— Start —
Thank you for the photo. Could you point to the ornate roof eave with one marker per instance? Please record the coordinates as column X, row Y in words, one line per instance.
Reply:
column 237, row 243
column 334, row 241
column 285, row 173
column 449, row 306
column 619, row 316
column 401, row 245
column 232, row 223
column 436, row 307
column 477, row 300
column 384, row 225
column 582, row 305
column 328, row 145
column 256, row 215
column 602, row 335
— End —
*Given problem*:
Repeat every line of the entries above verbatim and in the same order.

*Output of the exercise*:
Thank you for the photo. Could you point to the ornate roof eave with one marker per instance? Please record the coordinates as column X, row Y in words, one line per instance.
Reply:
column 237, row 243
column 334, row 241
column 285, row 173
column 449, row 306
column 619, row 316
column 401, row 245
column 232, row 223
column 436, row 307
column 477, row 300
column 384, row 225
column 582, row 305
column 328, row 145
column 256, row 215
column 602, row 335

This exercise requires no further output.